Work request: Find the word "black" below. Copy each line that has it.

Extracted entries:
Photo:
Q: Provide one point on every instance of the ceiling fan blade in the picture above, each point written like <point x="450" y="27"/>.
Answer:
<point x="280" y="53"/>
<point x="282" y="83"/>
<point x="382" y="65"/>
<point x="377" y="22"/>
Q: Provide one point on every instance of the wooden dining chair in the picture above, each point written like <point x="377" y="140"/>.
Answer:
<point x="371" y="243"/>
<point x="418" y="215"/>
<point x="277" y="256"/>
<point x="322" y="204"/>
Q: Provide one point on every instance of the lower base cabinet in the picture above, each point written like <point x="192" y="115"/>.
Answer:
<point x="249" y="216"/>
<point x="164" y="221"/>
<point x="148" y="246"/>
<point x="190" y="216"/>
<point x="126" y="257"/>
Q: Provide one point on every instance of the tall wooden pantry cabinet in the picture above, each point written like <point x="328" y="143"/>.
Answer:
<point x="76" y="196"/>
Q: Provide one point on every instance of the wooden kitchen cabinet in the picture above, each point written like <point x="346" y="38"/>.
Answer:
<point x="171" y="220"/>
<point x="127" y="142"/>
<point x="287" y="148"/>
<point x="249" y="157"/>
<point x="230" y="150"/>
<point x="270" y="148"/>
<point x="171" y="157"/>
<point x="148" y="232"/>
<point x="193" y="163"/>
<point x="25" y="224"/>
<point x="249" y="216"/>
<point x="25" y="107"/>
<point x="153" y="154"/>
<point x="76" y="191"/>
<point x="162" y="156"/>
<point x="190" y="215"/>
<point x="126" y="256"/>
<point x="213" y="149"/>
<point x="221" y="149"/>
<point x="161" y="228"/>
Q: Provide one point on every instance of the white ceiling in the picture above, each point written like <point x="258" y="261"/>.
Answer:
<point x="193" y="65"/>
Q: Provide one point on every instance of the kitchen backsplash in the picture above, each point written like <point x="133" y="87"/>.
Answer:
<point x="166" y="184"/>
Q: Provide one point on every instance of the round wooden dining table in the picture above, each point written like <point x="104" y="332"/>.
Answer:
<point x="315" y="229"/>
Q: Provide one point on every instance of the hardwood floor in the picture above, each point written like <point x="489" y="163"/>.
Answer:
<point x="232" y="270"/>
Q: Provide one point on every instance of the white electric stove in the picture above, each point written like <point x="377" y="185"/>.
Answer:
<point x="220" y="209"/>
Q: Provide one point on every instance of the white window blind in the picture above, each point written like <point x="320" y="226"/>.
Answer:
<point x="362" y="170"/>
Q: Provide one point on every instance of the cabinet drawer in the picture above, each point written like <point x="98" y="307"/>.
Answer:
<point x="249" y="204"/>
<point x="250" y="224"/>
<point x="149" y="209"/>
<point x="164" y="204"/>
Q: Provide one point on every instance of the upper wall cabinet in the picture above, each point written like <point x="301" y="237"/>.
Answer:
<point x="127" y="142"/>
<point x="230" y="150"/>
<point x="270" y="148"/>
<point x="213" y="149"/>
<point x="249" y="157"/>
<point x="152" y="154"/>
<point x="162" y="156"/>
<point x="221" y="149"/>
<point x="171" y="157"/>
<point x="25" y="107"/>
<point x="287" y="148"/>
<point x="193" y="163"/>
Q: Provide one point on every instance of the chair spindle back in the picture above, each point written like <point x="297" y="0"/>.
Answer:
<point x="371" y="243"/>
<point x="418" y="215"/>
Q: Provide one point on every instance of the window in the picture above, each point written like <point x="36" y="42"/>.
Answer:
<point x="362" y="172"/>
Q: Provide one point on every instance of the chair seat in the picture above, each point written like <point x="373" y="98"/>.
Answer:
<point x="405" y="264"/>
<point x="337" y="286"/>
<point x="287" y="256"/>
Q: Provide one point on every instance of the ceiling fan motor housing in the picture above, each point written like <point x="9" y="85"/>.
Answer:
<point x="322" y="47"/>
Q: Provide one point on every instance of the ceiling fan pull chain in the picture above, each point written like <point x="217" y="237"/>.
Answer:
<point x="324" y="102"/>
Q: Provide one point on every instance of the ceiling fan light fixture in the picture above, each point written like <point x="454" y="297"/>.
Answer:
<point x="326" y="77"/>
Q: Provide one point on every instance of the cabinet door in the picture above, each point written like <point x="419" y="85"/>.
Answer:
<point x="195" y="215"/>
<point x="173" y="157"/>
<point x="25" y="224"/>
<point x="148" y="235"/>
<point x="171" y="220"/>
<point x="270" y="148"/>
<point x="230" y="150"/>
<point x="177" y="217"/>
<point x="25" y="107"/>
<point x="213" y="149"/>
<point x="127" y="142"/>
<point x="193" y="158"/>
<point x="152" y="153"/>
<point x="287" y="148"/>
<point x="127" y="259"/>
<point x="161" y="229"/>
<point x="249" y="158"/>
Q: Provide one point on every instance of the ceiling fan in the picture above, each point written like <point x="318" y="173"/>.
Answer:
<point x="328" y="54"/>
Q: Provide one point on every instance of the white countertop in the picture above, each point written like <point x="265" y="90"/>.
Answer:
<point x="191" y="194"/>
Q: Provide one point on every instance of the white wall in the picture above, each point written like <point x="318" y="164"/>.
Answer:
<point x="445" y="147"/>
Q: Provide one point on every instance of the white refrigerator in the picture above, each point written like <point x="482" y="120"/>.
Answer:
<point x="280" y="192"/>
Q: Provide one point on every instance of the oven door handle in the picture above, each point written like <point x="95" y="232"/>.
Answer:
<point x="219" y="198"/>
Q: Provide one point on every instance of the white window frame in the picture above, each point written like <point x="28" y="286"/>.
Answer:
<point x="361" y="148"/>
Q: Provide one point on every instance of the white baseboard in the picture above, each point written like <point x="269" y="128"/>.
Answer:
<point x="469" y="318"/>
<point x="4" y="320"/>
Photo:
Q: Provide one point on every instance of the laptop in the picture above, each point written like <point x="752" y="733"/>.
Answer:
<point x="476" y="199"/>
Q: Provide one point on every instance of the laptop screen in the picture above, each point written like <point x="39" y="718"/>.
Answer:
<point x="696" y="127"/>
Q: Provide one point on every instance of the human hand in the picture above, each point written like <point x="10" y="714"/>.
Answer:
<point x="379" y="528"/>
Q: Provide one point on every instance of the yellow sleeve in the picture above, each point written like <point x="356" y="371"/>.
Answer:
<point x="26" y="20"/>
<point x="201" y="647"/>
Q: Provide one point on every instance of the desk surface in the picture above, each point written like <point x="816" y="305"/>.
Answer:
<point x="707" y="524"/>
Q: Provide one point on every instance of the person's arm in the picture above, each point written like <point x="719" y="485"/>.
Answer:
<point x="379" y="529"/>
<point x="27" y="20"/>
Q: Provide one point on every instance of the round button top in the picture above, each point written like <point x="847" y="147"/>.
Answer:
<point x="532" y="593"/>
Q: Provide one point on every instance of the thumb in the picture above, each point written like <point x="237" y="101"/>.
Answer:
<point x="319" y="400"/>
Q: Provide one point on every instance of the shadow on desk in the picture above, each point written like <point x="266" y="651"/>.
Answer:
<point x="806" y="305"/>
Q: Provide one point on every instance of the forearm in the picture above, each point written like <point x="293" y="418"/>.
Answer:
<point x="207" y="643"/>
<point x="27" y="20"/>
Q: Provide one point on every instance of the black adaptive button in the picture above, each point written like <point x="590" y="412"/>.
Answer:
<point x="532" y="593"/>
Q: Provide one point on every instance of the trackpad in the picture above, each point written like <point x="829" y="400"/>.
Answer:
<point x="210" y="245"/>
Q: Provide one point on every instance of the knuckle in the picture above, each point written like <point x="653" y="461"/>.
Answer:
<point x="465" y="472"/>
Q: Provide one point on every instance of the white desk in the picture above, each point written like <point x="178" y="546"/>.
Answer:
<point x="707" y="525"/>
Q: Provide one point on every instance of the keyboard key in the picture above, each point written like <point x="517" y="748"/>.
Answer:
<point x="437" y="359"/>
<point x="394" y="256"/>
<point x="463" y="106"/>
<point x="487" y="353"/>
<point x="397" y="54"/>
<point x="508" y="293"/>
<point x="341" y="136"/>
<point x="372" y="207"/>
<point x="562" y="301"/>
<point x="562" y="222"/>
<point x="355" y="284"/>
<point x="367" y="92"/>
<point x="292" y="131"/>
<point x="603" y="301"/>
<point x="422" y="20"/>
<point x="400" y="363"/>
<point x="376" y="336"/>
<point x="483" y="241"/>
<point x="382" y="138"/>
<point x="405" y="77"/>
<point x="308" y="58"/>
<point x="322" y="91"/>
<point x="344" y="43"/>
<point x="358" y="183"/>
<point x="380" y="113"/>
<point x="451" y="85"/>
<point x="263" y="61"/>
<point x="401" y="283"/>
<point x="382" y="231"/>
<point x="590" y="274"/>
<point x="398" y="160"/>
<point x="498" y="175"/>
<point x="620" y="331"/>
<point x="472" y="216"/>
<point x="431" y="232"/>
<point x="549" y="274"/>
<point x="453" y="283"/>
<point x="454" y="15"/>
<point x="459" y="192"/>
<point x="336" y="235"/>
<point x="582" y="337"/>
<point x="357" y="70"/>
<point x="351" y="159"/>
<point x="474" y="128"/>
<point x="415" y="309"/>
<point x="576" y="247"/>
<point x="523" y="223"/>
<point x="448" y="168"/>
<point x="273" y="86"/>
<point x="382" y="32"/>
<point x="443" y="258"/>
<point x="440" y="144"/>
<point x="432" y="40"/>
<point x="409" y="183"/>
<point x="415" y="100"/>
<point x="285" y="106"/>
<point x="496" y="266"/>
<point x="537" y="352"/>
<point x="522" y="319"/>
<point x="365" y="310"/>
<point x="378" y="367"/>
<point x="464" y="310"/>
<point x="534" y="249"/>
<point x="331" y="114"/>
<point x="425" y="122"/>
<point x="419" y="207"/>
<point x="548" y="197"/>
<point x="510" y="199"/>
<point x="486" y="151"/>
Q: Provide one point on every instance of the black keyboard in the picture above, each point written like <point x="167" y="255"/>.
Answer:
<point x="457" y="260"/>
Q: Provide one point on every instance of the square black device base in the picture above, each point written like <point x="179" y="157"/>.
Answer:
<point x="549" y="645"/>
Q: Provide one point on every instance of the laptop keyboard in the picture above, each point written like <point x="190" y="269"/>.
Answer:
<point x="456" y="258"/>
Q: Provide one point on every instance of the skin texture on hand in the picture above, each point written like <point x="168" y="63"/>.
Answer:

Solution for this exercise:
Q: Provide one point on every instance of the black adaptive button in the picture above, each point written like <point x="590" y="412"/>.
Q: Provide one point on every instance of the black keyboard in the picture above, each point written like <point x="167" y="255"/>.
Q: Provide one point on every instance of the square black device base in the picture above, each point written like <point x="179" y="157"/>.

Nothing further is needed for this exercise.